● **Exercise details**:
Arrange every line of the records below into a Markdown table with two columns, Row and Line. Number each line in order and leave out any blank lines.

● **Input rows**:

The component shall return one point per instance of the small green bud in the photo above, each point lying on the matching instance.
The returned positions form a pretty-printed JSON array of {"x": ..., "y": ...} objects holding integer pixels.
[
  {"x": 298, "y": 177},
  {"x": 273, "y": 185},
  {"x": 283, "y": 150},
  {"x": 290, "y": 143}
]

● **Completed exercise**:
| Row | Line |
|---|---|
| 1 | The component shall return one point per instance of the small green bud in the photo above, each point lying on the matching instance. |
| 2 | The returned positions form a pretty-printed JSON array of {"x": ..., "y": ...} objects holding integer pixels. |
| 3 | [ |
| 4 |   {"x": 298, "y": 177}, |
| 5 |   {"x": 273, "y": 185}, |
| 6 |   {"x": 283, "y": 150}, |
| 7 |   {"x": 290, "y": 143} |
| 8 | ] |